Sure, there has been sadness. My Dad died last July. He was 92 years old. I miss him. I’ll always miss him. But, sadness at the passing of someone who is elderly and in the grips of dementia is always mixed. I will miss him, but I am also joyful that he could let go, move on, and no longer be held by the pain and fear that had become his life. Yeah, I got laid off. But, I got laid off from a job in Minnesota at a really unhealthy workplace where rumors, put downs, lying, and just generally disrespectful behaviors were the norm and wound up through a series of events finding myself working for a good friend on an incredible creative project and back home in Wisconsin.

It’s been a year for being open to possibilities. Last January a severe allergic reaction to a new medication for my epilepsy led to my doctor and I pursuing options beyond medications. In July I found myself at Mayo in the epilepsy monitoring unit. I started my visit on the anniversary of my Mom’s passing. I ended it a week later just after my Dad died by making the decision to honor them both by getting a vagus nerve stimulator implanted. I came back a week later and had the little device that is changing my life implanted close to my heart, reminding me of them. Now, it sends a stimulus through my vagus nerve every three minutes and, along with my medication, is controlling my seizures and making life normal again. My energy is back. It’s been months since I’ve woken up in the morning to a headache and sore tongue, and best of all my doctors and the state of Wisconsin agree that it’s safe for me to drive and live with the independence that a car provides when one lives in a small town.

A lot of people have gone on about boredom and loneliness because of the pandemic and I confess that I’ve had some moments of wanting to get out too, but mostly I have to admit I’ve appreciated this time alone. I’ve been reminded of the joy in slowness and the importance of creative space. I took guitar lesson for awhile, long enough to give me some basics to work with and to continue to teach myself. I’ve started to work on becoming an author of children’s books. Now that it’s spring I just started doing a little volunteering at Taliesin. I’ve been reading a lot more, continuing to write here, doing a little drawing too. How could I be bored or seeking something else when I am given the opportunity to find the creative space? The world runs us too fast and I am thankful that we’ve slowed down for the moment. It is sad that it took a pandemic to slow us, but I can only hope that we find some lessons about caring for our creative selves from this experience.

> _TASK ITEM_: Can you sum up this personal reflection in two sentences?

> _SUPPLIED INFORMATION_:
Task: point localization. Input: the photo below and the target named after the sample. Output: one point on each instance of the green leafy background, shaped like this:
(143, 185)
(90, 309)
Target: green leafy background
...
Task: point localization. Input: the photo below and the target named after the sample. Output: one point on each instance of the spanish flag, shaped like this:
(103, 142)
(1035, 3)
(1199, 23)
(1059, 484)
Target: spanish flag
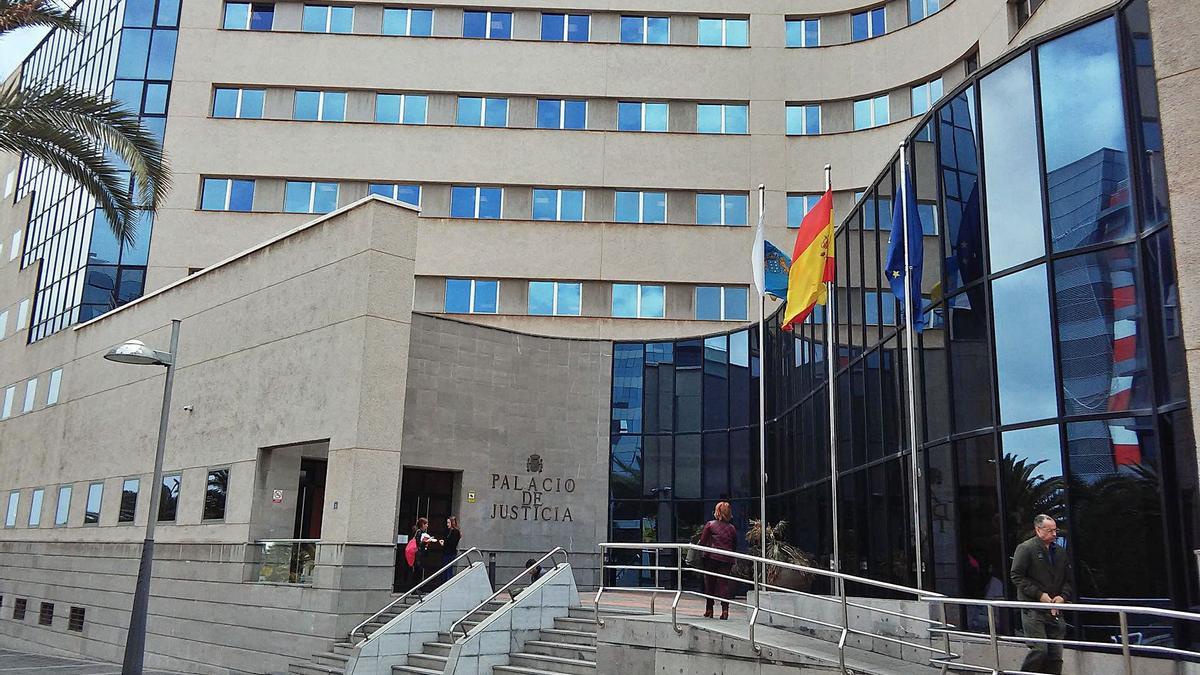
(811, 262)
...
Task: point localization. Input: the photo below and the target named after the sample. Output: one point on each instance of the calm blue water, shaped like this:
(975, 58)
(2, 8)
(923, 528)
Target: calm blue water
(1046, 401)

> _ANSWER BOX_: The writer recounts a year of losses, including the death of a 92-year-old father and a layoff, but finds good in each: joy that the father is no longer held by pain and fear, and an escape from an unhealthy Minnesota workplace to a creative project back home in Wisconsin. A vagus nerve stimulator, together with medication, now controls the writer's seizures and allows driving again, and time alone during the pandemic has gone to guitar, children's books, volunteering at Taliesin, reading, writing and drawing.